PASSAGE
The sample size was limited by the quality of the available bones, says Mitchell: “When you’ve been in the ground for 500 to 1,000 years, your bones tend to crumble or get damaged by tree roots or rodents.” He focused on skeletons with intact pelvises, spines, and femurs—areas with rich blood flow where bone metastases are most common.

The team only made cancer diagnoses if Mitchell’s assessment of the combined CT and x-ray evidence matched the opinion of Alastair Littlewood, a practicing radiologist at Peterborough City Hospital. This two-layered approach ruled out almost all the subject skeletons. In the end, the team detected cancer in the bones of five of the 143 individuals.

That number, however, most likely does not capture every possible cancer case in the test population: Only one-third to one-half of modern cancer deaths involve spread to the bone, and CT scans detect cancers in the bones only about 75 percent of the time. When the researchers applied those constraints to the medieval skeletons, they extrapolated that between 9 and 14 percent  of pre-industrial Britons likely had cancer—an estimate a full ten times higher than the previous figure of around 1 percent.

Without the ability to use blood tests and biopsies to rule out other diseases, there’s also no way to know if every bone lesion identified in the study was the result of cancer. And since the study was conducted with specimens from a single geographic area, it doesn’t necessarily represent all of early medieval Britain. But, says Mitchell, Cambridge was “very average” for a British town of its time.

The complicated reality of pre-industrial disease

This new study complicates the historical stereotype of medieval disease as a trifecta of infection, malnutrition, and injuries sustained in warfare or accidents.

“This is a great next step in bioarchaeological and paleopathological research,” says bioarchaeologist Roselyn Campbell, who directs the Paleo-oncology Research Organization, a coalition of academics who study cancers in antiquity. (Campbell was not involved in the current study.)

While a growing number of archaeologists have access to x-ray machines, she says, underfunding and logistical challenges make CT scanners inaccessible to most researchers. She hopes that more of her colleagues take particular advantage of CT technology.

“It’s only in the past few decades that scholars have started looking in earnest for evidence of cancer in the past,” she says. Though Campbell cautions against using a single study to make broad inferences about past cancer incidence, she notes that researchers can use Mitchell’s methods to explore past cancers in larger sample sizes and across wider swaths of space and time.

Mitchell is most excited about the study’s implications for modern medicine. Scientists recognize how carcinogens such as tobacco and the fumes of factories and automobiles affect us now. But seeing how cancer affected a pre-industrial society might help future researchers quantify just how those cancer-causing products changed human health.  “As a clinician, it’s helpful to have some data points a long time to see if cancer is increasing in prevalence at certain rates. To what degree can removing those carcinogens have an impact?” He says the research could also help scientists better understand the impacts of non-industrial carcinogens, which include solar radiation, lead, indoor fires, viruses, and parasites.

Both researchers stress that not every cancer is caused by carcinogens such as tobacco or industrial pollutants—age, genetics, and random mutations can also play a role. “If you took away all pollution, all smoking, it will decrease cancer but it’s still not going to make it disappear,” Mitchell says. Nonetheless, paleopathology in tandem with modern medicine could one day “help you to quantify to what degree certain insults on your body might increase or decrease your cancer risk.”

Even if that’s not the case, says Campbell, it’s worth continuing to try to diagnose past cancers. “There is always some level of uncertainty, and that’s alright,” she says. “We need to become okay with not always having a definitive answer.”

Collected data
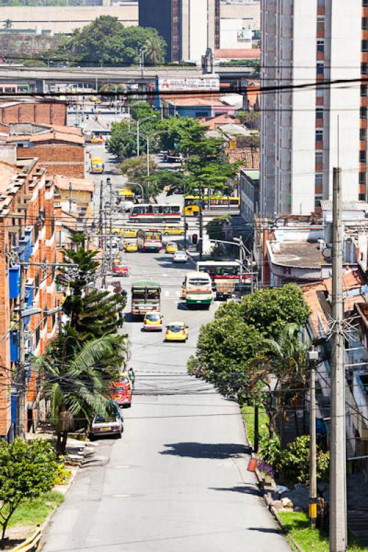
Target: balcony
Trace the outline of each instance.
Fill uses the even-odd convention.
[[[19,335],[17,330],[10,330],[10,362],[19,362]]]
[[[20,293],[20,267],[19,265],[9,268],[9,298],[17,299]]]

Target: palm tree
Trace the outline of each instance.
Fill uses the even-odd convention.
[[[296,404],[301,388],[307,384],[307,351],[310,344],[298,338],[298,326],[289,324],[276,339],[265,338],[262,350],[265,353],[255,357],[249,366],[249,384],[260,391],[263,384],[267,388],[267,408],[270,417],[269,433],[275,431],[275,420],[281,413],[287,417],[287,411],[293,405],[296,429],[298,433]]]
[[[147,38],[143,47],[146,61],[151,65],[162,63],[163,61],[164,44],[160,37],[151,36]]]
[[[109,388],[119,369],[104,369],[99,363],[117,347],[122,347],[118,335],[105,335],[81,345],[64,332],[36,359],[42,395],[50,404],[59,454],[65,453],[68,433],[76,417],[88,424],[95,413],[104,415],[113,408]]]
--
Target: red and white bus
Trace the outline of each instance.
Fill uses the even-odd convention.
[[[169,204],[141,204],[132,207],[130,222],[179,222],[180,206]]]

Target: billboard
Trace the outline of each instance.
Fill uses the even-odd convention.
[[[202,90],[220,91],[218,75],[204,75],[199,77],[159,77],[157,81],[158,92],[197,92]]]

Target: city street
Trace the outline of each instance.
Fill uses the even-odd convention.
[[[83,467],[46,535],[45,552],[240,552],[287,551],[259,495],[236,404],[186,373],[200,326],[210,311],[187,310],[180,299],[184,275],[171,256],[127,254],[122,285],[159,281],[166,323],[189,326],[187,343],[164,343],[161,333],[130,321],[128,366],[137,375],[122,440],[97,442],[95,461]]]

LIST OF TASKS
1. Translate this sentence from the passage on cancer in medieval skeletons into Spanish: "This two-layered approach ruled out almost all the subject skeletons."
2. In the passage on cancer in medieval skeletons, write out the part that opens with the words containing "The sample size" and closes with "are most common.".

ANSWERS TO THIS EXERCISE
1. Este enfoque de dos niveles descartó casi todos los esqueletos estudiados.

2.
The sample size was limited by the quality of the available bones, says Mitchell: “When you’ve been in the ground for 500 to 1,000 years, your bones tend to crumble or get damaged by tree roots or rodents.” He focused on skeletons with intact pelvises, spines, and femurs—areas with rich blood flow where bone metastases are most common.